### What is expected
Please reproduce the items below, from the line containing "is window pane." through the line containing "[607,92,633,136]", both lines included. Keep each request unchanged, and shift every bounding-box coordinate in the answers up by 143.

### Extracted material
(begin)

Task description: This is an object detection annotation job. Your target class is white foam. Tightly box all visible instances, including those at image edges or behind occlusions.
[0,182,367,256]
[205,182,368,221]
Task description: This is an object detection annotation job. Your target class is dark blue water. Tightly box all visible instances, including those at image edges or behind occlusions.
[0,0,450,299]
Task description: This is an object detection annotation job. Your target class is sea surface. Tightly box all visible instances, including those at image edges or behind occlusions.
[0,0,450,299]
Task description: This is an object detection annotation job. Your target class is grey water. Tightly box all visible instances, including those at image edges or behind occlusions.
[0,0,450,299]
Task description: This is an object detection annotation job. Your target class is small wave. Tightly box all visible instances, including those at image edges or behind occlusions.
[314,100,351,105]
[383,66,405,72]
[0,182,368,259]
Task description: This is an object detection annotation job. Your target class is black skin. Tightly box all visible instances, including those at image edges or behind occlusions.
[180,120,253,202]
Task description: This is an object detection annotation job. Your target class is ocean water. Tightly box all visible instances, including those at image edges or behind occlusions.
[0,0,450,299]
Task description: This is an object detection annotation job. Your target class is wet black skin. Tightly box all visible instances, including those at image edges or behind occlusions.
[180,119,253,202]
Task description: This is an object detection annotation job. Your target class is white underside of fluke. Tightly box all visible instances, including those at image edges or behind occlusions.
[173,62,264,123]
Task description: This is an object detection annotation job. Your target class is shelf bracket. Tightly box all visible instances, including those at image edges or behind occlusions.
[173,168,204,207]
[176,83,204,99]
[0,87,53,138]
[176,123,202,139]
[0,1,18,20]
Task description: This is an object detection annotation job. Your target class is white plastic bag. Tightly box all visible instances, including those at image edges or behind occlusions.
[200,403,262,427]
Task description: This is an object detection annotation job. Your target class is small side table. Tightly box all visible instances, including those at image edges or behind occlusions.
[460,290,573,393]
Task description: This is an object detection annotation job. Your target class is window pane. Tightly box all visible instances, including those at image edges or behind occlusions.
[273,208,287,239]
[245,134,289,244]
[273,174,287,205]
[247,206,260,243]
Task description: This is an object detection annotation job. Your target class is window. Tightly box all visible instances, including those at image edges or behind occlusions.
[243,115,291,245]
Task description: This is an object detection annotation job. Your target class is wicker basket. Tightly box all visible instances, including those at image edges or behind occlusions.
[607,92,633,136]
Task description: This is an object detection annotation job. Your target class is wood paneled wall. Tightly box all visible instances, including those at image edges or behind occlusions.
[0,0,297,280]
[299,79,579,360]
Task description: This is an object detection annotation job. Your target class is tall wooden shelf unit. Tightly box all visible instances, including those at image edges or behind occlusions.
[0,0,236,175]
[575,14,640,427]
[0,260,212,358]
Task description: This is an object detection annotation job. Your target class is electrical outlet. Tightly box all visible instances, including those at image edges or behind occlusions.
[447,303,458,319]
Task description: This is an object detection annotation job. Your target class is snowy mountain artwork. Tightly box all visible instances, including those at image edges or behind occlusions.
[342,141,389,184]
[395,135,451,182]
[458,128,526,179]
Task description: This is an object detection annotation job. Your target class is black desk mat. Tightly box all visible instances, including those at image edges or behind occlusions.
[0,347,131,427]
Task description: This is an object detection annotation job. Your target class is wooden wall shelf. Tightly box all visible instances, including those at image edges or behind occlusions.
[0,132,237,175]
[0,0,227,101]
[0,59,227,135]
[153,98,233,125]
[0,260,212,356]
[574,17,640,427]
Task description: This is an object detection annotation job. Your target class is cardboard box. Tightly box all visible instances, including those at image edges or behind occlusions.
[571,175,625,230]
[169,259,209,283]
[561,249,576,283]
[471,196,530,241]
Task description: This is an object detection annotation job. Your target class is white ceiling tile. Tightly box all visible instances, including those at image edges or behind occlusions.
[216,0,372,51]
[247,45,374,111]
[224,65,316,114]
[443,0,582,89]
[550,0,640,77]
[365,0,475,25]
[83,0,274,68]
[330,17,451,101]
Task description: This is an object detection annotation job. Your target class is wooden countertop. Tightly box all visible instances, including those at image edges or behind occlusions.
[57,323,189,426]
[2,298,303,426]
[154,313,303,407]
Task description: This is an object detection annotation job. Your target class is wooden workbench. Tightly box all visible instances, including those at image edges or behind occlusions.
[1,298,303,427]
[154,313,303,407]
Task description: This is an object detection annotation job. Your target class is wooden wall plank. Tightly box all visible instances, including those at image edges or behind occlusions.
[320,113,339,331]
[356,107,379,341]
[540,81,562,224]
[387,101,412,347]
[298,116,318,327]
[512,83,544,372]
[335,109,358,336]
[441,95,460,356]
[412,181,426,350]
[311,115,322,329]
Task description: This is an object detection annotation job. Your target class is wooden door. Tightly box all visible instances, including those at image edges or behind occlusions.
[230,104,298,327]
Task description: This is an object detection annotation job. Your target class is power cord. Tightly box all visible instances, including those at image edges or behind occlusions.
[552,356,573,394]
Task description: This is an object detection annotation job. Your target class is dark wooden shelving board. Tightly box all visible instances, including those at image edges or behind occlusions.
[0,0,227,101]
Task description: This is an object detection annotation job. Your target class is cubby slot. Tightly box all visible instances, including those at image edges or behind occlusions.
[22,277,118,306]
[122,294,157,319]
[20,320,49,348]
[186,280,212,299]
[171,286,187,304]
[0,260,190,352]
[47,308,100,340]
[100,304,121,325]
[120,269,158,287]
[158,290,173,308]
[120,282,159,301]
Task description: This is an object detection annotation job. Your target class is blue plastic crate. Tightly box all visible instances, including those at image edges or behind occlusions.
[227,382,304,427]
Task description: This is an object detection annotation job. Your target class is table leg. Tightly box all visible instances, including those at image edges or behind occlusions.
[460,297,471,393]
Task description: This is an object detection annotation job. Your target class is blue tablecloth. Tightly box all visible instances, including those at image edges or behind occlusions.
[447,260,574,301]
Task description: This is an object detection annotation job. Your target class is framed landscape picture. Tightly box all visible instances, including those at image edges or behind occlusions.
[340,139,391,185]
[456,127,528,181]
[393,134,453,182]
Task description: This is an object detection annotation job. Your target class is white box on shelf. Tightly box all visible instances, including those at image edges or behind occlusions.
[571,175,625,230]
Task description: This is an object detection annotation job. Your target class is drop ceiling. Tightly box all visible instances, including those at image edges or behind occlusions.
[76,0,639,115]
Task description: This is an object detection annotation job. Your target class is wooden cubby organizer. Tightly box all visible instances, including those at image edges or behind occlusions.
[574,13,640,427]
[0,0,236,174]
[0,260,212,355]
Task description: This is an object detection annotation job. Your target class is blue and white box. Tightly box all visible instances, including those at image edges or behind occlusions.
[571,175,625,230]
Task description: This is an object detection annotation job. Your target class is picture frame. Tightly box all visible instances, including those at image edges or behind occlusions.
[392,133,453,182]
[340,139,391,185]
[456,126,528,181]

(end)

### Written solution
Task description: This is an object detection annotation job. Your target class is window pane. Tightly box all visible instances, including those at image edges or behind occlusions.
[416,351,430,382]
[388,277,432,387]
[416,317,430,348]
[390,349,403,386]
Task description: This is an object detection annotation job. Your target class is window. Tightly box all visible instances, including those at image edges or behind occlusions.
[386,258,434,388]
Task description: This is an object detection annotation job. Your target class is wicker basket. Tightly box all visible instances, including those at image edges or behind occlusions.
[750,235,776,279]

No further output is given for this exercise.